## Work order:
Every entry below needs to be copied exactly.

## Raw data:
*** Block opens ***

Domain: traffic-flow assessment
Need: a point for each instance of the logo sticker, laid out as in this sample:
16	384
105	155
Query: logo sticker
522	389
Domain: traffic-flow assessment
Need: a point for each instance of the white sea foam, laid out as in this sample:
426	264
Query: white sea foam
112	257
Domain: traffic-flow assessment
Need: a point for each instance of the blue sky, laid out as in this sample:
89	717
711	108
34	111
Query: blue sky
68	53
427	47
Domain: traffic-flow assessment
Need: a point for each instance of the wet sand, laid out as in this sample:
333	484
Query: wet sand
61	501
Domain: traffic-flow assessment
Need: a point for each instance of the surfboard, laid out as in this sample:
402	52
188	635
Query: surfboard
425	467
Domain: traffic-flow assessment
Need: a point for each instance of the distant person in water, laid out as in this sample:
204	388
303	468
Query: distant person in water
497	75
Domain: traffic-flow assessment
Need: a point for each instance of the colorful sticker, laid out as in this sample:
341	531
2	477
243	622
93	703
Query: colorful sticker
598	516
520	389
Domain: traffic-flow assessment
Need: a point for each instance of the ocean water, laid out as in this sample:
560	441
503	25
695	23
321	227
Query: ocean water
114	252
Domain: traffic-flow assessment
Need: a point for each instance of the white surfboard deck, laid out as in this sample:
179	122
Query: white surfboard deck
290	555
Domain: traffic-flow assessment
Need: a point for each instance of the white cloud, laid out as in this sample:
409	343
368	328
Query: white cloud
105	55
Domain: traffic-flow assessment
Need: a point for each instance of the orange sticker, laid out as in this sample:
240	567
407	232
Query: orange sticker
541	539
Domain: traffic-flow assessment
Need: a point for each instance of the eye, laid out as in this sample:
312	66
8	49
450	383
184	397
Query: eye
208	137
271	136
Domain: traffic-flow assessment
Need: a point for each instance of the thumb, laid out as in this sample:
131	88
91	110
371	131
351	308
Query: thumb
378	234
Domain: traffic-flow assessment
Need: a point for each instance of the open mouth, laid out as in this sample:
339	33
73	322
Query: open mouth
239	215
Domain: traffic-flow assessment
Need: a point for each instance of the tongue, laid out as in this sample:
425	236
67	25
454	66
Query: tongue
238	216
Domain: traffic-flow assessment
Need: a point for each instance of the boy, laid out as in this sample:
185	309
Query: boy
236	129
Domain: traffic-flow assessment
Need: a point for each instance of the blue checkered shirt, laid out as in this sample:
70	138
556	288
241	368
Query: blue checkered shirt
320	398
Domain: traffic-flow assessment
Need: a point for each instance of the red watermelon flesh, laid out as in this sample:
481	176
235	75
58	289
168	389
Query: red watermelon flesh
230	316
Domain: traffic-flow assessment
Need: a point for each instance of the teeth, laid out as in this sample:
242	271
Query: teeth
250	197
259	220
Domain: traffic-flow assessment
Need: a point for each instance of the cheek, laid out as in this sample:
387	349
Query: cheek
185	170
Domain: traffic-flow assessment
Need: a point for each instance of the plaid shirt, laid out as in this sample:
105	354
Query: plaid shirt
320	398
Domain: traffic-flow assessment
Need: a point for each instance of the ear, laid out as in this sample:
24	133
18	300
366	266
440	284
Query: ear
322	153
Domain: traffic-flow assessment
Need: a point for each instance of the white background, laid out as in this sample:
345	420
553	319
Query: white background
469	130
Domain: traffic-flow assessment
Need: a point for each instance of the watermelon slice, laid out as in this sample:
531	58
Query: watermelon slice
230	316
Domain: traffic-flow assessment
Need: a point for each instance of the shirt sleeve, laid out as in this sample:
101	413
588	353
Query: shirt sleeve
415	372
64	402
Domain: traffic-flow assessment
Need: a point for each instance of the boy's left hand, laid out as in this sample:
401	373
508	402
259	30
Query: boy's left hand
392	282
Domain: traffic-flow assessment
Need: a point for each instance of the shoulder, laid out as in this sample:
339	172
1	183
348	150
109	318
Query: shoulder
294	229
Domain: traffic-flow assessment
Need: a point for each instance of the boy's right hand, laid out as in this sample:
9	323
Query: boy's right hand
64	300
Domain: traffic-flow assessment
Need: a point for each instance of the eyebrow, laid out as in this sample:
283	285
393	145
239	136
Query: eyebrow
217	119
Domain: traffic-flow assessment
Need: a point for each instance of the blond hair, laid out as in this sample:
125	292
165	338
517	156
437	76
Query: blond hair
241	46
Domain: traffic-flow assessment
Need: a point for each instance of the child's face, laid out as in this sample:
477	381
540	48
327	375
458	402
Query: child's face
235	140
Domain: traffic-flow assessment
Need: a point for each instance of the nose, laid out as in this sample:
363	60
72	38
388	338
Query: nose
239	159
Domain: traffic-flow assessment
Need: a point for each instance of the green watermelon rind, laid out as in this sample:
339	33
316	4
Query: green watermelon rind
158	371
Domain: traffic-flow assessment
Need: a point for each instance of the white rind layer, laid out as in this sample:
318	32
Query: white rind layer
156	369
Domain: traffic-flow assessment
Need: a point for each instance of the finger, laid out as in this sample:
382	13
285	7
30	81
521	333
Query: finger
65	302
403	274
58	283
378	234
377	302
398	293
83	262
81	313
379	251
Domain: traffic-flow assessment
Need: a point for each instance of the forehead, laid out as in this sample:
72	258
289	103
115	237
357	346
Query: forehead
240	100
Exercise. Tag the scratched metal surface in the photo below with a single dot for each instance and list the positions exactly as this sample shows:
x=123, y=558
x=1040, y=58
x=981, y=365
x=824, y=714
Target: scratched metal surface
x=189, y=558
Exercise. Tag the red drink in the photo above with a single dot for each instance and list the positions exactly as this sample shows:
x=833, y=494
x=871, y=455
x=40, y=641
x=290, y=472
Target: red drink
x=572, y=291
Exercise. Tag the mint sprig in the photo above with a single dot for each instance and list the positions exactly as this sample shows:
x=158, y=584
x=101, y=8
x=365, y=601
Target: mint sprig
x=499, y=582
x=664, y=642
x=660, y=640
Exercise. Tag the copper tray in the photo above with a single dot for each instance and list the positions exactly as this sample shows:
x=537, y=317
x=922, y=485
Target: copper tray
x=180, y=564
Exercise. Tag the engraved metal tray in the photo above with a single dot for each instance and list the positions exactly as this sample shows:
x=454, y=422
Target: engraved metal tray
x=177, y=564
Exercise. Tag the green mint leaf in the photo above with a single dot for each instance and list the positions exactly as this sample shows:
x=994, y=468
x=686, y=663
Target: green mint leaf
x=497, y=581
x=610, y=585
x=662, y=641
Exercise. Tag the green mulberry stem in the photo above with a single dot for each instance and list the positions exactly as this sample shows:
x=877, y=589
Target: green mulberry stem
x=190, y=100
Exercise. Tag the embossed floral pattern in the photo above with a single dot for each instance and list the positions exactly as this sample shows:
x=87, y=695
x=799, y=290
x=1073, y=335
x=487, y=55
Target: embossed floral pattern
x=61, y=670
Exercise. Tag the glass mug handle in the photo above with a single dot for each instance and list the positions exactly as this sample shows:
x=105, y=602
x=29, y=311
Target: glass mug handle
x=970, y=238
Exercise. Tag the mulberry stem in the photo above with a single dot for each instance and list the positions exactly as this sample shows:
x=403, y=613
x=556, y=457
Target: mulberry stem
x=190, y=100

*** Block closes ***

## Task answer:
Domain: traffic-flow assessment
Need: a point for each instance of the logo sticker, laid out as in this sample:
16	384
105	155
Query: logo sticker
522	389
Domain: traffic-flow assessment
Need: a point for each instance of the white sea foam, laid out as in this sample:
426	264
Query: white sea foam
112	257
Domain: traffic-flow assessment
Need: a point for each instance of the blue sky, laid out as in this sample:
89	717
711	108
34	111
Query: blue sky
68	53
427	47
Domain: traffic-flow assessment
Need: a point for each instance of the wet sand, laid out as in this sample:
333	484
Query: wet sand
61	501
Domain: traffic-flow assessment
Need: a point for each instance of the surfboard, laid out as in this sample:
402	52
188	635
Query: surfboard
425	467
Domain: traffic-flow assessment
Need: a point for each instance of the distant person in water, laid out as in this sample:
204	388
303	468
Query: distant person in water
497	75
Domain: traffic-flow assessment
Need: a point for each instance of the colorful sticker, laid out as in this sample:
341	531
2	477
243	622
93	703
Query: colorful sticker
598	516
520	389
Domain: traffic-flow assessment
Need: a point for each instance of the ocean water, laid out as in this sample:
560	441
503	25
695	23
321	227
Query: ocean water
114	252
Domain: traffic-flow assessment
Need: a point for each instance of the white surfboard deck, laid out as in this sample:
179	122
Query: white surfboard deck
290	555
Domain: traffic-flow assessment
Need: a point for each instance of the white cloud, laid out as in this sample:
409	343
368	328
Query: white cloud
105	55
Domain: traffic-flow assessment
Need: a point for each instance of the orange sticker, laid out as in this sample:
240	567
407	232
Query: orange sticker
541	539
Domain: traffic-flow assessment
Need: a point for each instance of the eye, laid out as in this sample:
312	66
8	49
450	383
184	397
Query: eye
208	137
271	136
Domain: traffic-flow assessment
Need: a point for each instance of the thumb, laid out as in this sample:
131	88
91	110
371	131
351	308
Query: thumb
378	234
Domain: traffic-flow assessment
Need: a point for each instance of the open mouth, laid out as in this sample:
339	33
73	322
Query: open mouth
239	215
Domain: traffic-flow assessment
Need: a point for each instance of the tongue, laid out as in this sample:
425	236
67	25
454	66
Query: tongue
238	216
Domain: traffic-flow assessment
Need: a point for each instance of the boy, laid out as in this sample:
185	309
Query: boy
236	129
Domain: traffic-flow assessment
Need: a point for each instance of the blue checkered shirt, laid out as in this sample:
70	138
556	288
241	368
Query: blue checkered shirt
320	398
Domain: traffic-flow assessment
Need: a point for each instance of the red watermelon flesh, laid out as in this sample:
481	176
235	75
58	289
168	389
Query: red watermelon flesh
230	316
Domain: traffic-flow assessment
Need: a point for each instance of the teeth, laid out as in this sample:
242	271
Query: teeth
250	197
259	220
Domain: traffic-flow assessment
Need: a point for each instance of the cheek, laid out as in this sample:
387	349
Query: cheek
185	170
Domain: traffic-flow assessment
Need: a point for each instance of the plaid shirt, laid out as in this sample:
105	354
Query: plaid shirt
320	398
Domain: traffic-flow assessment
Need: a point for each instance of the ear, laid out as in this sample:
24	133
18	300
366	266
440	284
Query: ear
322	153
Domain: traffic-flow assessment
Need: a point for each instance of the white background, laid out as in this sample:
345	420
553	319
Query: white background
469	130
Domain: traffic-flow assessment
Need: a point for each instance of the watermelon slice, laid out as in this sample:
531	58
Query: watermelon slice
230	316
Domain: traffic-flow assessment
Need: a point for each instance of the shirt sleeve, laid out as in this sample:
101	413
588	353
Query: shirt sleeve
415	372
64	402
Domain: traffic-flow assessment
Need: a point for each instance of the boy's left hand, laid out as in this sample:
401	373
508	402
259	30
Query: boy's left hand
392	282
Domain: traffic-flow assessment
Need: a point for each instance of the shoulder, laid out as in this sample:
339	172
1	183
348	150
109	318
Query: shoulder
294	229
Domain: traffic-flow assessment
Need: a point for each instance of the boy's right hand, laid out as in this sample:
9	323
Query: boy's right hand
64	300
Domain: traffic-flow assessment
Need: a point for each instance of the eyebrow, laid out as in this sample:
283	285
393	145
239	136
Query: eyebrow
217	119
Domain: traffic-flow assessment
Need: a point for each instance of the blond hair, laid out as in this sample:
125	292
165	338
517	156
437	76
Query: blond hair
241	46
Domain: traffic-flow assessment
Need: a point for each instance of the child's face, laid out as in this sample:
477	381
540	48
327	375
458	402
Query: child's face
235	140
Domain: traffic-flow assessment
Need: a point for each instance of the nose, laid out as in this sample:
363	60
72	38
388	338
Query: nose
239	159
Domain: traffic-flow assessment
Need: a point for each instance of the green watermelon rind, laid out as in this sample:
339	33
316	4
Query: green watermelon rind
158	371
Domain: traffic-flow assessment
Need: a point for each instance of the white rind layer, laid out as in this sample:
318	32
Query: white rind layer
156	369
Domain: traffic-flow assessment
Need: a point for each instance of the finger, laid out as in this sample:
382	13
285	7
30	81
521	333
Query: finger
65	302
403	274
58	283
378	234
377	302
398	293
83	262
81	313
379	251
Domain: traffic-flow assessment
Need: a point for each instance of the forehead, laid out as in this sample:
72	258
289	103
115	237
357	346
Query: forehead
240	100
Exercise. Tag the scratched metal surface in the photo below with a single dot for each instance and list the positions exactly as this sample shows:
x=123, y=558
x=1040, y=58
x=981, y=365
x=824, y=714
Target: scratched metal surface
x=189, y=558
Exercise. Tag the red drink in the photo above with a single dot for each instance and list the positions exactly as this sample shows:
x=833, y=494
x=871, y=455
x=40, y=641
x=290, y=472
Target: red drink
x=572, y=291
Exercise. Tag the mint sprig in the photo above with a single dot for each instance and list the positions exactly as this sample shows:
x=158, y=584
x=101, y=8
x=365, y=601
Target: mint sprig
x=499, y=582
x=664, y=642
x=660, y=640
Exercise. Tag the copper tray in the photo above with a single dot for each instance and list the positions exactly as this sample shows:
x=537, y=317
x=922, y=485
Target: copper tray
x=180, y=564
Exercise. Tag the engraved metal tray in the photo above with a single dot for each instance and list the positions exactly as this sample shows:
x=454, y=422
Target: engraved metal tray
x=177, y=564
Exercise. Tag the green mint leaf in the photo above with a single dot for each instance and list the positions exactly as this sample shows:
x=994, y=468
x=686, y=663
Target: green mint leaf
x=497, y=581
x=610, y=585
x=662, y=641
Exercise. Tag the green mulberry stem in the photo above with a single dot for each instance and list the positions exactly as this sample shows:
x=877, y=589
Target: green mulberry stem
x=190, y=100
Exercise. Tag the embossed floral pattern in the photo above with a single dot for each instance and list the positions exactly as this sample shows:
x=87, y=695
x=799, y=290
x=1073, y=335
x=487, y=55
Target: embossed floral pattern
x=61, y=670
Exercise. Tag the glass mug handle in the photo above with a single dot for each instance and list the positions exactly as this sample shows:
x=105, y=602
x=29, y=311
Target: glass mug handle
x=970, y=238
Exercise. Tag the mulberry stem in the photo above with a single dot for each instance and list the positions exactly as this sample shows:
x=403, y=613
x=556, y=457
Target: mulberry stem
x=190, y=100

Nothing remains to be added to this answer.